_GIVEN TEXT_
===============
Cathy Hermsen, a veteran agent who been serving as acting director since Karavetsos left, has taken up that charge. Under her leadership, OCI has opened 220 opioid investigations resulting in 90 convictions this year.

But Hermsen is running the office from Kansas City, Kan. — 1,000 miles away from the organization’s headquarters in Rockville, Maryland.

Former OCI Director John Roth, who praised Hermsen, told STAT that having a director in DC is critical to the group’s success.

“You need someone in DC,” Roth told STAT. “You need someone who is known to headquarters and can work with headquarters. And you need someone with a profile who can go into the commissioner and talk to the commissioner about OCI issues.”

This isn’t the first time OCI has had a director outside of Washington — and it’s also not the first time it’s caused controversy.

Karavetsos led the organization from Miami. When Congress asked FDA to explain why, the agency responded: “OCI is a field organization, and it can be effectively led from any location.”

Congress, once again, is starting to ask questions.

“OCI has not had a permanent director since January 2017,” the heads of the House Energy & Commerce committee wrote to the FDA in June. “What is the expected timeline to install a permanent director at FDA?”

FDA said last week that it had finally closed its application process — last June — and is working through the review and selection process.

The agency also told STAT that President Trump’s hiring freeze prevented it from searching for a new director immediately after Karavetsos left. A recent letter from the FDA reveals that the position was finally advertised in May 2018 — over a year after Karavetsos left.

Nonetheless, OCI made 283 arrests in 2017 under Hermsen’s leadership. And it appears even in Karavetsos’ absence, his infamous knock-and-talk strategy still seems to be going strong.

FDA convicted a doctor last month for purchasing illegal Botox.

The sting on the Turkish businessmen at the Hilton in San Juan took place in 2014. But those businessmen were just one cog in a transnational crime ring that spanned three continents — and whose reverberations are still being felt today.

The sellers at that meeting, Sabahaddin Akman and Ozkan Semizoglu, had been peddling counterfeit drugs from Turkey, and had already been shipping drugs into the United States. Patients had already injected the medicines — some of which weren’t drugs at all, just water and mold.
===============
_EXTRACTED DATA_
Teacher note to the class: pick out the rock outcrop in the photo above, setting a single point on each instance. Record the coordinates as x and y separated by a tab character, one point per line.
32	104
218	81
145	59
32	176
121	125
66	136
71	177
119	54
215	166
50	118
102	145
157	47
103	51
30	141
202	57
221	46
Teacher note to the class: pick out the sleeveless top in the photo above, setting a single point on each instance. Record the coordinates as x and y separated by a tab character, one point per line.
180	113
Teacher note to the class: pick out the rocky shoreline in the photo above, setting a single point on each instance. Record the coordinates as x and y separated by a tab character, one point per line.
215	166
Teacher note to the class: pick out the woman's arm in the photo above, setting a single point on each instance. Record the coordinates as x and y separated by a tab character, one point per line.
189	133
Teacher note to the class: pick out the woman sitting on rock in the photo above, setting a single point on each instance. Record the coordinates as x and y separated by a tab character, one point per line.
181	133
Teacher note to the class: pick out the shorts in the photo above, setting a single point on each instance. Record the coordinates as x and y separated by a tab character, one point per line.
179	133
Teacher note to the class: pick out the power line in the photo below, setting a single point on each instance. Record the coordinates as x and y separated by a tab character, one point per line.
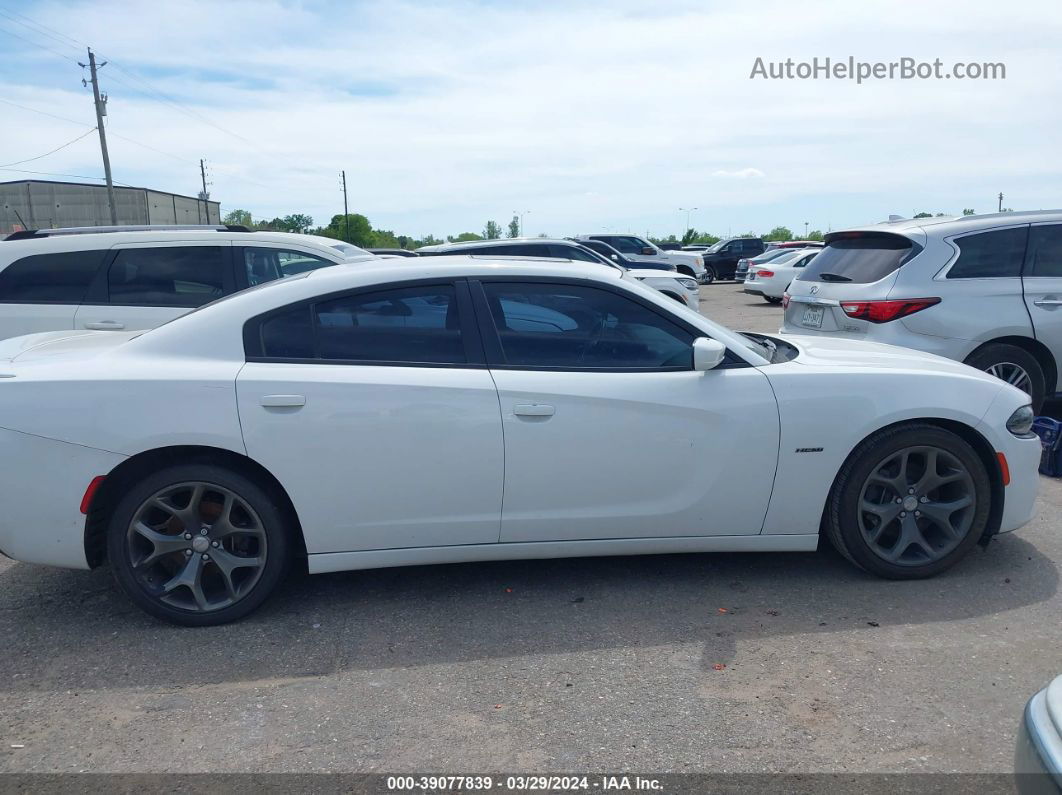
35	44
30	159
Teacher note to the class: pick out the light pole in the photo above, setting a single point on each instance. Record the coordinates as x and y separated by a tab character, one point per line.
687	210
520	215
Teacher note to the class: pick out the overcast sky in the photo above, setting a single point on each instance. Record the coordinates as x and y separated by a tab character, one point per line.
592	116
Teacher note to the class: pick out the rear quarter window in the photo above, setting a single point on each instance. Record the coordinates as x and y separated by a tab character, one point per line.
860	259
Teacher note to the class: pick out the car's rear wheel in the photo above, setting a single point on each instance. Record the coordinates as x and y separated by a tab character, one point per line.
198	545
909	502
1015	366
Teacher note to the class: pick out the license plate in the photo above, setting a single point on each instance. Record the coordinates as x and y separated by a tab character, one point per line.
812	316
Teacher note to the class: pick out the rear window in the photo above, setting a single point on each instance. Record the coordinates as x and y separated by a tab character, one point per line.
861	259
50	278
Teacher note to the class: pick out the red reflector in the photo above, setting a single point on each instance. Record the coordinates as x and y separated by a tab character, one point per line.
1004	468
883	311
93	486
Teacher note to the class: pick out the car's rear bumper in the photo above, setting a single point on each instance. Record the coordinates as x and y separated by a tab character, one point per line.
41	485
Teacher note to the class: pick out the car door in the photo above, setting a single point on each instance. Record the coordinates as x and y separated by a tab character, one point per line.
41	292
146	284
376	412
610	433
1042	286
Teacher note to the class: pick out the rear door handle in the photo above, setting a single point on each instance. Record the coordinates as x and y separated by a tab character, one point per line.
===============
_HOW TO COMPLETE THIS TASK_
Pick up the news article about the FDA's Office of Criminal Investigations after its final sentence and write what comes next. The material comes from a separate source.

_YOUR RESPONSE_
Listening in from the adjoining hotel room, Morrison, the agent in charge, reached the agent with the suspects and told him they were ready to make the arrests. But the agent in the room wanted to get the “gravy on the top.’’ He wanted proof the Turkish men were trying to elude the FDA.

So the agent, still posing as a venture capitalist, told Semizoglu and Akman that the FDA was on the way to his warehouse in Texas and that he had left all of their incriminating documents laying around. The suspects panicked and said they wanted to be on the first plane back to Turkey. The “financier’’ obliged, putting them in a car to the San Juan airport, which was quickly surrounded by the FDA and local police outside the hotel.

Semizoglu and Akman were sentenced in 2014 and 2015, respectively, to more than two years in prison.

But the original sting was only part of a broader investigation of counterfeit drug smuggling. In addition to the two Turkish men, a dozen others have been indicted. The most recent, a Canadian, Kristjan Thorkelson, was ordered in April to pay $250,000 in fines and return $29 million in profits from his illegal drug importation business.

His company, Canada Drugs, was selling drugs to doctors across America. The Turkish offenders were some of their suppliers. And, it turns out, pricey cancer medicines weren’t the only drugs coming through that black market pipeline.

Also among the drugs being trafficked: Botox.

Maybe all those knock-and-talks weren’t for naught.